(Dataset records on where objects are located)
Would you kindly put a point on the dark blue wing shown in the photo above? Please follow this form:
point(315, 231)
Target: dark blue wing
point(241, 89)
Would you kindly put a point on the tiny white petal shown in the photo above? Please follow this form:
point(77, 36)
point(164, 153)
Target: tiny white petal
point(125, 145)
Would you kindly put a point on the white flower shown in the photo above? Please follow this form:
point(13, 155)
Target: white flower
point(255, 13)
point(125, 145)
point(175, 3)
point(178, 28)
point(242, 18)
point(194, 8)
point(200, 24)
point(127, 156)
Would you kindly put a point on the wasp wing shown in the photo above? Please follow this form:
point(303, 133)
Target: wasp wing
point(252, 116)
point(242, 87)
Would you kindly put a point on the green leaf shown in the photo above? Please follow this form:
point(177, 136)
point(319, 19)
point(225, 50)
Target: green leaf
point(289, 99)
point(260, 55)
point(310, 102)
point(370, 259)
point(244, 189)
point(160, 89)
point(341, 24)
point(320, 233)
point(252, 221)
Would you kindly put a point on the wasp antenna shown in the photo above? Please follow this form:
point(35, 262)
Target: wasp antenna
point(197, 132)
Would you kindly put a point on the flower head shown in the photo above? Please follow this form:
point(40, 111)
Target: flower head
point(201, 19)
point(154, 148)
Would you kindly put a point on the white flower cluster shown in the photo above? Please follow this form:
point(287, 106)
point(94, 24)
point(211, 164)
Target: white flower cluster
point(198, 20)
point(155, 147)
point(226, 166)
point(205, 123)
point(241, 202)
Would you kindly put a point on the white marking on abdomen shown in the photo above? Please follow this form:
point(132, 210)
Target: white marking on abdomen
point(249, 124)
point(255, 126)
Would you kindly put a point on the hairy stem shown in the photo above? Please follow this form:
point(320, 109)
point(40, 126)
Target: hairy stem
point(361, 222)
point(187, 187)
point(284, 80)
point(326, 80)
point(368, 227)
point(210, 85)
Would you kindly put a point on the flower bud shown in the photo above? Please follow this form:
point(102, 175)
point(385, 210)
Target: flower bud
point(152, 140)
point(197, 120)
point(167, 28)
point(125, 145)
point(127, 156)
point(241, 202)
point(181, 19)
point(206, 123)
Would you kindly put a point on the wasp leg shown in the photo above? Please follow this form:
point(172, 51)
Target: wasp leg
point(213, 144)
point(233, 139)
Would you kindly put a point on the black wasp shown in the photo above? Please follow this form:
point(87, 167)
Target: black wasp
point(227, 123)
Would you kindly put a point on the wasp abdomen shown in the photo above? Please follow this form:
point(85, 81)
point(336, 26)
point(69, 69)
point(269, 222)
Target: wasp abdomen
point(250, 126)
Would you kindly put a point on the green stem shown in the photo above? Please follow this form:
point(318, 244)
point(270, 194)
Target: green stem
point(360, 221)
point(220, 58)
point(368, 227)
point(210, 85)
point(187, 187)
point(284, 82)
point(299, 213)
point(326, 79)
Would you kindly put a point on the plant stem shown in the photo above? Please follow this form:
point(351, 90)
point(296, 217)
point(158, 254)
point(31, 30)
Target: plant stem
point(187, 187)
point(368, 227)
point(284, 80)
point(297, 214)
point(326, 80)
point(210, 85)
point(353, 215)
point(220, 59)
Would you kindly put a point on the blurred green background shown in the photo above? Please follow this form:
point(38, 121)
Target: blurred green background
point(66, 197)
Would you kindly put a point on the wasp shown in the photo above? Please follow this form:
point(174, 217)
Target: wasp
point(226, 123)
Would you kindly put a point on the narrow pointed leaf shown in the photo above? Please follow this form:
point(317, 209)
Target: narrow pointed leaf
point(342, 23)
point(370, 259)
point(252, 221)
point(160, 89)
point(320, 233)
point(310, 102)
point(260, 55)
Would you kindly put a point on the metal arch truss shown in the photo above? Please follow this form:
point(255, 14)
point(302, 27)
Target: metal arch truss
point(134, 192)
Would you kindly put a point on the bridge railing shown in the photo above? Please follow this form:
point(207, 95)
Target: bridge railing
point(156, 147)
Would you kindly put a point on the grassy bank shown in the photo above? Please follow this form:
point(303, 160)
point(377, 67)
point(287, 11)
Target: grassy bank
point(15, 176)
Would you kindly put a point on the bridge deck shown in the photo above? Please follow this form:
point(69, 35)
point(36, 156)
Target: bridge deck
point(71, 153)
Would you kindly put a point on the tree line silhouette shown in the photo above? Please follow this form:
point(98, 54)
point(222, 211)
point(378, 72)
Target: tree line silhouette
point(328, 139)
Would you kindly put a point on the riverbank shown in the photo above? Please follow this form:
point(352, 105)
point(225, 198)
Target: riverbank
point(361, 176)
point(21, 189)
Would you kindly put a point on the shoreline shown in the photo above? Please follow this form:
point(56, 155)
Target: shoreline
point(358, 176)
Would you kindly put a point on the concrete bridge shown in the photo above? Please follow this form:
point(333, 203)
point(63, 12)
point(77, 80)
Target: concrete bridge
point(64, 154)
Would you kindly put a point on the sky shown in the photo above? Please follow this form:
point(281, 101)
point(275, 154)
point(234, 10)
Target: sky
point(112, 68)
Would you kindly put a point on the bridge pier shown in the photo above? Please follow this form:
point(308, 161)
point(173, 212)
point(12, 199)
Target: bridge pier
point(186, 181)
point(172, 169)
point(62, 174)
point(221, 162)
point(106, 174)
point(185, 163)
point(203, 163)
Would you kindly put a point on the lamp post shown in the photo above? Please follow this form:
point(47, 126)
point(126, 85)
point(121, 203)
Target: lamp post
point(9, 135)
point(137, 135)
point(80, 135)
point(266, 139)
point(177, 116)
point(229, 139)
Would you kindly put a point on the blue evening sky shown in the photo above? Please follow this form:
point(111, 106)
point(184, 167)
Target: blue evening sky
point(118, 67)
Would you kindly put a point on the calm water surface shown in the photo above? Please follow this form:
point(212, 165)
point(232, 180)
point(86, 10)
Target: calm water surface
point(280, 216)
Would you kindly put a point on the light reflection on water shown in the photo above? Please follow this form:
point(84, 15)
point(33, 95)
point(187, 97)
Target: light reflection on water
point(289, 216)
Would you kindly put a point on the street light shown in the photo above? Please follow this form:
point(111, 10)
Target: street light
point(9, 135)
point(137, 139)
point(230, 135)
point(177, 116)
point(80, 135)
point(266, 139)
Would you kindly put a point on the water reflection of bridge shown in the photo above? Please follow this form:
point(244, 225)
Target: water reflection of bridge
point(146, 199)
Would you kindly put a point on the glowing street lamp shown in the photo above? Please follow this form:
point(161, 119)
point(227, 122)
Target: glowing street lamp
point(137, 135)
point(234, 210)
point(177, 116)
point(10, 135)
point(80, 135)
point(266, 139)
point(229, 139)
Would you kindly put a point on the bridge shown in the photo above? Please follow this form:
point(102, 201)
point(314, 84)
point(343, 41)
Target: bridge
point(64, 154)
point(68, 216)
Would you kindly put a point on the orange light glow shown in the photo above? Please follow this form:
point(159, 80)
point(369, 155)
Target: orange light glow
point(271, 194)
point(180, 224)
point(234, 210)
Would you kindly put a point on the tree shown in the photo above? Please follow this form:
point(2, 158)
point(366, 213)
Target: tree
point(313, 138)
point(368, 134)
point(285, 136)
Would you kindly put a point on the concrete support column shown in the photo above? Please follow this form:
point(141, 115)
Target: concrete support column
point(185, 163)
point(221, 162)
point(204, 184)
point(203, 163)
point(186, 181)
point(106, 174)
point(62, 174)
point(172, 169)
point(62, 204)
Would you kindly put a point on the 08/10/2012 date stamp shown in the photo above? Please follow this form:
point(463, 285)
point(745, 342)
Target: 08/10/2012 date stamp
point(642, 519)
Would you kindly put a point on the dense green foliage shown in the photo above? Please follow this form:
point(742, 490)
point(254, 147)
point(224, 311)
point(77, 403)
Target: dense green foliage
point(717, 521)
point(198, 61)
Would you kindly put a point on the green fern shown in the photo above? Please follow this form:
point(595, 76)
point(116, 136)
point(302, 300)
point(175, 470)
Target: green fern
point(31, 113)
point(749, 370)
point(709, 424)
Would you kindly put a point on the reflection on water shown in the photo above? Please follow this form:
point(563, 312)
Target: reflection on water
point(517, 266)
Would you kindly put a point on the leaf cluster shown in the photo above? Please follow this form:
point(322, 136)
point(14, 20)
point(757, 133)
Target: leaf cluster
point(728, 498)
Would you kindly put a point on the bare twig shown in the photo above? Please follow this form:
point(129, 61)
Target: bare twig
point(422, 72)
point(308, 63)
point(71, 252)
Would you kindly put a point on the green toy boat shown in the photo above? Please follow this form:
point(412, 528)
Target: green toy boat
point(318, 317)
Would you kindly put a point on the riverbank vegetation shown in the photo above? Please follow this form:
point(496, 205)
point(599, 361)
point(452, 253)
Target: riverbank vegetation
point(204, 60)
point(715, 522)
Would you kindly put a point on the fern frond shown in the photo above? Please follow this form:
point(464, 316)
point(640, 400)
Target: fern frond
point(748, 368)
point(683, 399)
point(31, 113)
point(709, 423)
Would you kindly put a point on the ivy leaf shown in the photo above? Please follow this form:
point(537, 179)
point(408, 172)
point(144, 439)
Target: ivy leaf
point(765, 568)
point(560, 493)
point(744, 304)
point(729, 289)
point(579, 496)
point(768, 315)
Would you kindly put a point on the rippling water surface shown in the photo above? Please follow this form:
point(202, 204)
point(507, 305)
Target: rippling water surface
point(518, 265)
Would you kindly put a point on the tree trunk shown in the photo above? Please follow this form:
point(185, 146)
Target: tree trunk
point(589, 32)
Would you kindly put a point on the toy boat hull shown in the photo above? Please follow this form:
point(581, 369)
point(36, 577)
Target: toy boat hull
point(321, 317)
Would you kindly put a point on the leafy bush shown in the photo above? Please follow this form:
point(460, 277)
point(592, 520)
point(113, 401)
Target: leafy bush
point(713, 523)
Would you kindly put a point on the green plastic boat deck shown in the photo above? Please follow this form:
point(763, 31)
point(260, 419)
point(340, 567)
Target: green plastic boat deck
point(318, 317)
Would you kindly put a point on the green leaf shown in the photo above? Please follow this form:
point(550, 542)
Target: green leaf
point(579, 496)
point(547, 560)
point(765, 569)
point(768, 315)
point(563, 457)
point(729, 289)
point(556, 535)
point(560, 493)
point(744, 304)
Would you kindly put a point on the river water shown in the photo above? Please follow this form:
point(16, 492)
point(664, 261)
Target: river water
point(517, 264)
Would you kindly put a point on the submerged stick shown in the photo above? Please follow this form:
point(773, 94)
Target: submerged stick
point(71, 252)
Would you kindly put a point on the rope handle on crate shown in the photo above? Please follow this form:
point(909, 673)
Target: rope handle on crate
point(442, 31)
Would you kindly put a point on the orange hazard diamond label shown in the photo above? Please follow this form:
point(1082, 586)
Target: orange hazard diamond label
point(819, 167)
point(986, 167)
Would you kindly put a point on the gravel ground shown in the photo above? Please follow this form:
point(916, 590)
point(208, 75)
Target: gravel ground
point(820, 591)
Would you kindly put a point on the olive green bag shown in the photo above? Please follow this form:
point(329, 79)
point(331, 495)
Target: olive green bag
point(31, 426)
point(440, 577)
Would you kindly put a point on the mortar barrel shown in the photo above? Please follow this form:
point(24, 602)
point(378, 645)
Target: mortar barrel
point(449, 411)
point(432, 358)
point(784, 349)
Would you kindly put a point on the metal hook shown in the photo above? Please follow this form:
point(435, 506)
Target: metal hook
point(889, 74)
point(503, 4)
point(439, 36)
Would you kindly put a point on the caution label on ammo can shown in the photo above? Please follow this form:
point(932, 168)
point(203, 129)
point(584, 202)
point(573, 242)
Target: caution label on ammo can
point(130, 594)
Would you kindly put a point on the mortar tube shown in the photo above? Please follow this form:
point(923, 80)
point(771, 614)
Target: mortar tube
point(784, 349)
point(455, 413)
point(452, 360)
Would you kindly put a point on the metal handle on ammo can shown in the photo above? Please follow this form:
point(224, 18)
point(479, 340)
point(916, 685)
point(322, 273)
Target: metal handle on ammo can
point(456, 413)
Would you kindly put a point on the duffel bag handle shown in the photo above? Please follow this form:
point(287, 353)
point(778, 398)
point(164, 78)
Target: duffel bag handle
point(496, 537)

■ **TASK DIRECTIONS**: Copy out, word for word, the lines of the material from the line with "Would you kindly put a point on the hairy" up to and including the line with "point(227, 123)".

■ **OUTPUT FOR THIS TASK**:
Would you kindly put a point on the hairy stem shown in the photo above? Please follow this form:
point(320, 109)
point(40, 126)
Target: hairy stem
point(361, 222)
point(187, 187)
point(284, 80)
point(326, 80)
point(368, 227)
point(210, 85)
Would you kindly put a point on the flower bud shown in the photo above? Please follow this form:
point(102, 175)
point(385, 210)
Target: flower bud
point(152, 140)
point(197, 120)
point(167, 28)
point(125, 145)
point(127, 156)
point(241, 202)
point(181, 19)
point(206, 123)
Would you kindly put a point on the wasp leg shown in the photo above? Please follow this form:
point(172, 51)
Target: wasp leg
point(213, 144)
point(233, 139)
Would you kindly put a point on the black wasp shown in the photo above? Please follow this form:
point(87, 167)
Target: black wasp
point(227, 123)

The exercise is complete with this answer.